-- start Source data --

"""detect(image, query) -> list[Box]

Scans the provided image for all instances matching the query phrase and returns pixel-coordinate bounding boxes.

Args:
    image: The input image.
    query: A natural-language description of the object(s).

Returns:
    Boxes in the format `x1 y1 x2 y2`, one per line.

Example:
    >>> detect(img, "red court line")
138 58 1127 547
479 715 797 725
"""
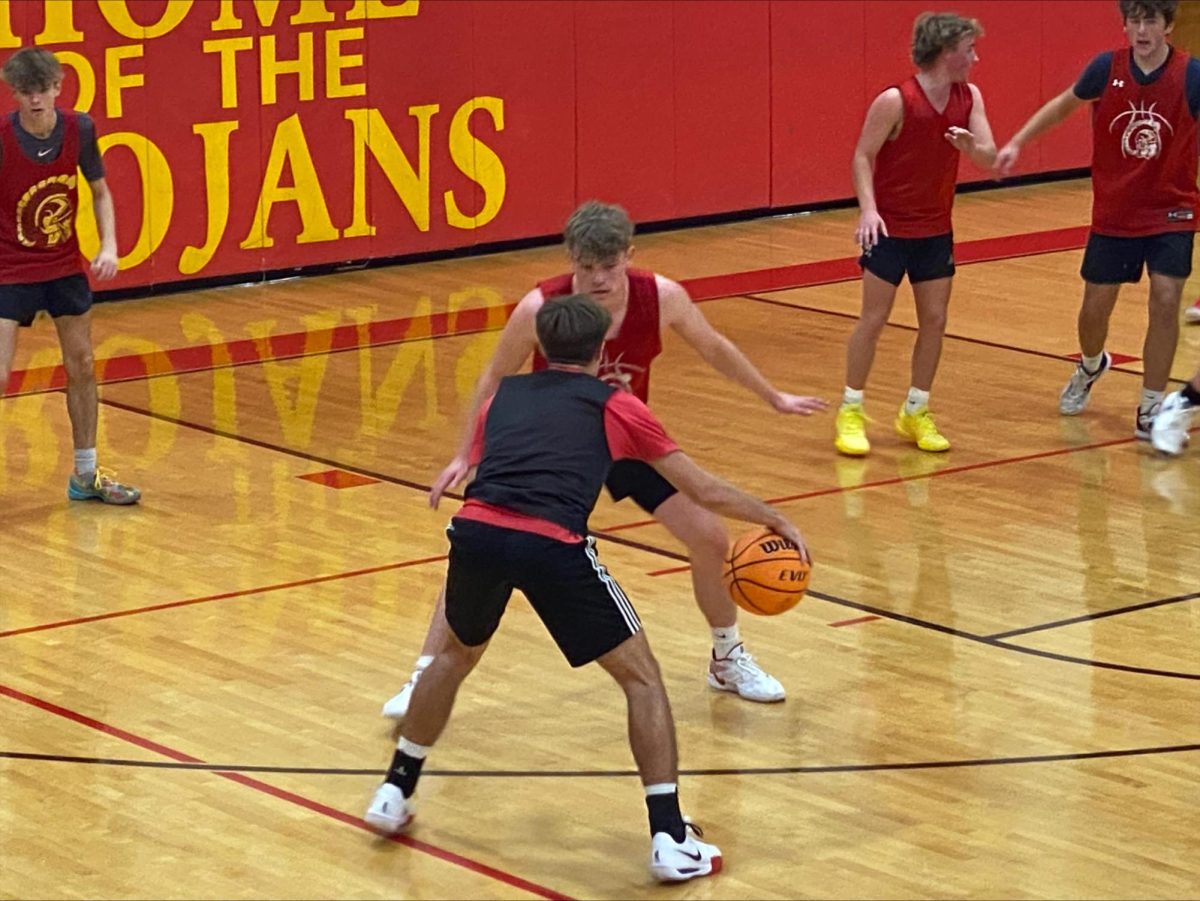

-- end Source data --

#### Your instructions:
Print the lines above word for word, leaving out the picture.

#### Finished task:
"""detect(image, query) -> list[Box]

Scans the provided image for all instances matching the query phrase and returns pixel-coordinate bounding boxes.

Args:
    image: The input image.
    query: A natural-language description of the object(s).

Returns:
    Boxes in the format `x1 y1 x2 y2`, one per line.

Example:
    >>> detect(img, "red court line")
138 58 1127 547
479 715 797 725
"""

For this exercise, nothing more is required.